= What you have to do =
Without omission or alteration, write out all of the data.

+---+

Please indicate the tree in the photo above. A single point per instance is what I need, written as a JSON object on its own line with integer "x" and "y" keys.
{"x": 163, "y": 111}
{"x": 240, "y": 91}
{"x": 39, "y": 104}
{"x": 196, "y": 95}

+---+

= Finished exercise =
Please indicate the tree in the photo above. A single point per instance is what I need, written as a JSON object on its own line with integer "x" and "y" keys.
{"x": 163, "y": 111}
{"x": 240, "y": 91}
{"x": 39, "y": 104}
{"x": 196, "y": 95}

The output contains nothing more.